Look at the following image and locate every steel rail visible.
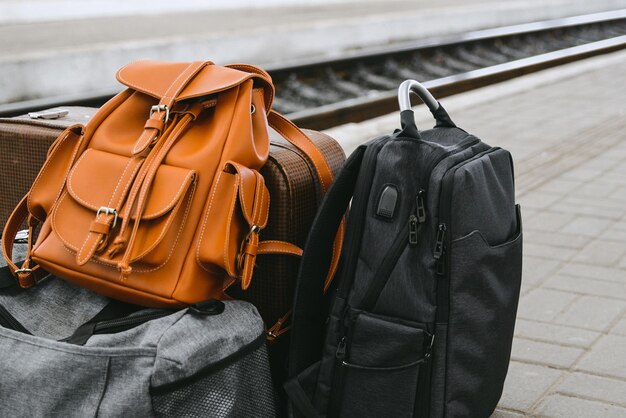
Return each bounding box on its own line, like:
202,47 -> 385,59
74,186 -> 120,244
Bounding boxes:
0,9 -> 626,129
---
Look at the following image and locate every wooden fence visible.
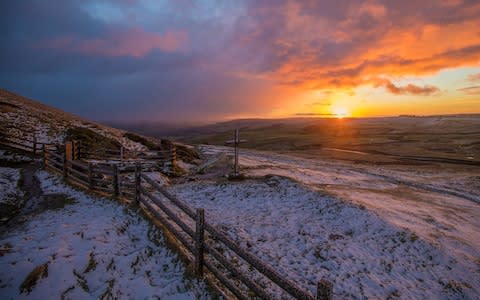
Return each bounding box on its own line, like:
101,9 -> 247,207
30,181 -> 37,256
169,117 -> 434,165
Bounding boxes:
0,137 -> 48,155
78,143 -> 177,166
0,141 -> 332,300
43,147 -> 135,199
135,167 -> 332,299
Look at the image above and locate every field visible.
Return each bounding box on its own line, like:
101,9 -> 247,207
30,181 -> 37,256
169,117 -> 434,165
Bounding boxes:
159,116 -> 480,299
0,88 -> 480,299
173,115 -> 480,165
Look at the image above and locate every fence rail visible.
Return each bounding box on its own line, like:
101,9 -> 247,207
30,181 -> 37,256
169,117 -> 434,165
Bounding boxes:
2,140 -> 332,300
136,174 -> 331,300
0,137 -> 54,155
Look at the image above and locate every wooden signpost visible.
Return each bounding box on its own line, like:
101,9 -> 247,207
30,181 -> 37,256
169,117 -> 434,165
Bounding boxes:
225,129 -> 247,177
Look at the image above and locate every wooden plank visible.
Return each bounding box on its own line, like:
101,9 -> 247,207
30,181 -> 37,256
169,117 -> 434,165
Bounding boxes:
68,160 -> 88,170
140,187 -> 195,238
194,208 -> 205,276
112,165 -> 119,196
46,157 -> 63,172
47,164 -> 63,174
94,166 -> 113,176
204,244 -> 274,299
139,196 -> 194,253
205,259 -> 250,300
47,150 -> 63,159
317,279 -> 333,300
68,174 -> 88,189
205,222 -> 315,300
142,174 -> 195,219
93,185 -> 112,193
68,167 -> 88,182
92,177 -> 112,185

#### STATED PROBLEM:
Render the part of the records above that opens with the line containing "Look at the following image and locate every wooden" and closes with the line containing "0,137 -> 54,155" as a Markdown table with the columns Row and Record line, one numbered row per line. Skip blank lines and leave the pictures out.

#### WRITTEN RESPONSE:
| Row | Record line |
|---|---|
| 1 | Look at the following image and locate every wooden fence visible. |
| 2 | Return each bounding box on its own line, like: |
| 3 | 101,9 -> 247,207 |
| 4 | 30,181 -> 37,256 |
| 5 | 169,117 -> 434,165 |
| 6 | Bounding boxes: |
| 7 | 0,137 -> 48,155 |
| 8 | 78,143 -> 177,166 |
| 9 | 0,141 -> 332,300 |
| 10 | 43,147 -> 135,199 |
| 11 | 135,167 -> 332,299 |
| 12 | Look at the image above and locate every field visible. |
| 13 | Return each bounding box on its own line, like: |
| 14 | 101,9 -> 247,207 |
| 15 | 30,181 -> 37,256 |
| 16 | 169,117 -> 434,165 |
| 17 | Bounding boxes: |
| 18 | 159,116 -> 480,299 |
| 19 | 0,88 -> 480,299 |
| 20 | 173,115 -> 480,165 |
| 21 | Look at the image above and locate every fence rail visible. |
| 22 | Return each bounding box on its own line, like: |
| 23 | 101,9 -> 247,207 |
| 24 | 30,181 -> 37,256 |
| 25 | 169,117 -> 434,165 |
| 26 | Bounding boxes: |
| 27 | 2,140 -> 332,300 |
| 28 | 136,174 -> 331,300 |
| 29 | 0,137 -> 54,155 |